> _Consigne_
Selon le texte sur la dissolution de l’Assemblée nationale, combien d’amendements Jordan Bardella a-t-il signés entre 2019 et 2024 ?

> _Texte à lire_
Il y a quelques heures, Emmanuel Macron a dissous l’Assemblée Nationale à la suite du résultat français aux élections européennes1. Une part de moi ne comprends pas cette décision et l’autre a peur de trop bien comprendre…
Pas de pouvoir au niveau européen
Déjà, posons la réalité des impacts : le groupe d’extrême droite au Parlement européen est ridicule.
Même avec 30 siège de plus, le groupe identitaire reste très petit (à peine 8 % des sièges), très loin derrière les 180+ députés populistes (European Populist Party, aka la droite pour nous puisque c’est là que siège encore les Républicains) et les 130 parlementaires socialistes et démocrates (S&D).
L’activité des élus RN est négligeable, avec une très faible force de proposition. Jordan Bardella a signé 21 amendements entre 2019 et 2024 contre plusieurs centaines, voire milliers, pour Manon Aubry ou François-Xavier Bellamy. Il n’est rapporteur d’aucun texte contre trois pour la parlementaire écologiste Marie Toussaint.
Ce n’est pas que la faute du RN : les autres groupes appliquent une forme de cordon sanitaire et bloquent les marges de manœuvre du groupe identitaire (et à mon sens, c’est une bonne chose). L’élu RN fait donc acte de présence pour éviter un nouveau procès pour emploi fictif, Marine Le Pen venant de rembourser 300k€ au Parlement…
La montée de l’extrême-droite au niveau européen est un sujet de débat mais c’est une montée lente, par un raz-de-marée.
Mais alors pourquoi Macron agit-il comme il le fait ? Quelle est l’urgence ?
Renforcer le bipartisme
Créer un rempart républicain pour lutter contre l’extrême droite, ce n’est pas pareil que créer une situation d’opposition à l’extrême droite pour créer un front républicain autour de lui.
Déjà, quand on veut créer un rempart contre un adversaire politique, on n’emprunte pas la moitié de ses propositions. On ne propose pas des textes de lois en misant sur une majorité qui n’existe que si on inclut le RN.
Mais sur une échéance comme une dissolution, si on veut permettre la construction d’un rempart, on lui donne les moyens d’exister, y compris en lui laissant le temps de se construire.

> _Jeu de données_
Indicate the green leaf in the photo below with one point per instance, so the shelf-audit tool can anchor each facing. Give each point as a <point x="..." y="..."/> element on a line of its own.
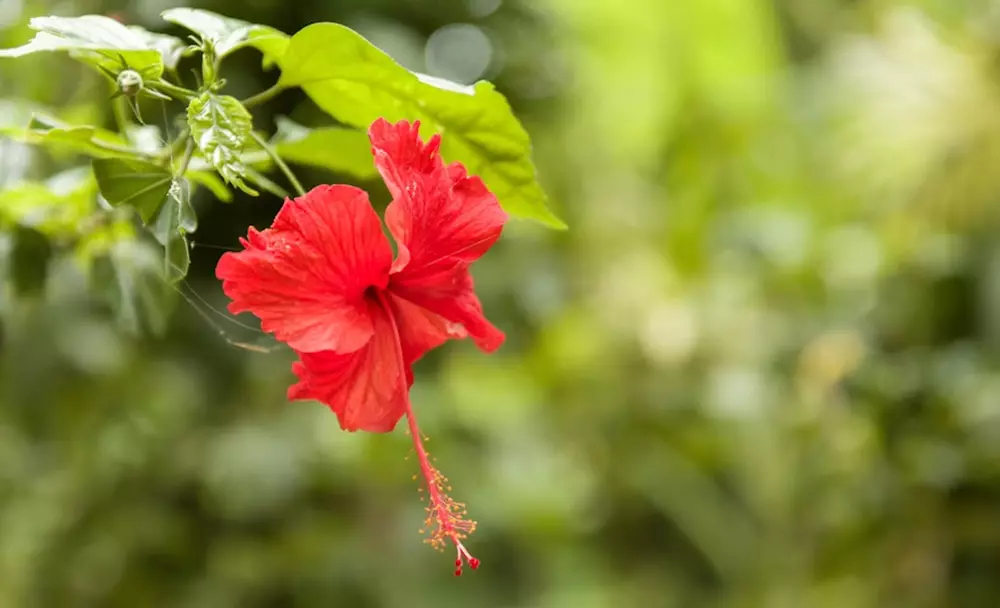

> _Réponse_
21 amendements.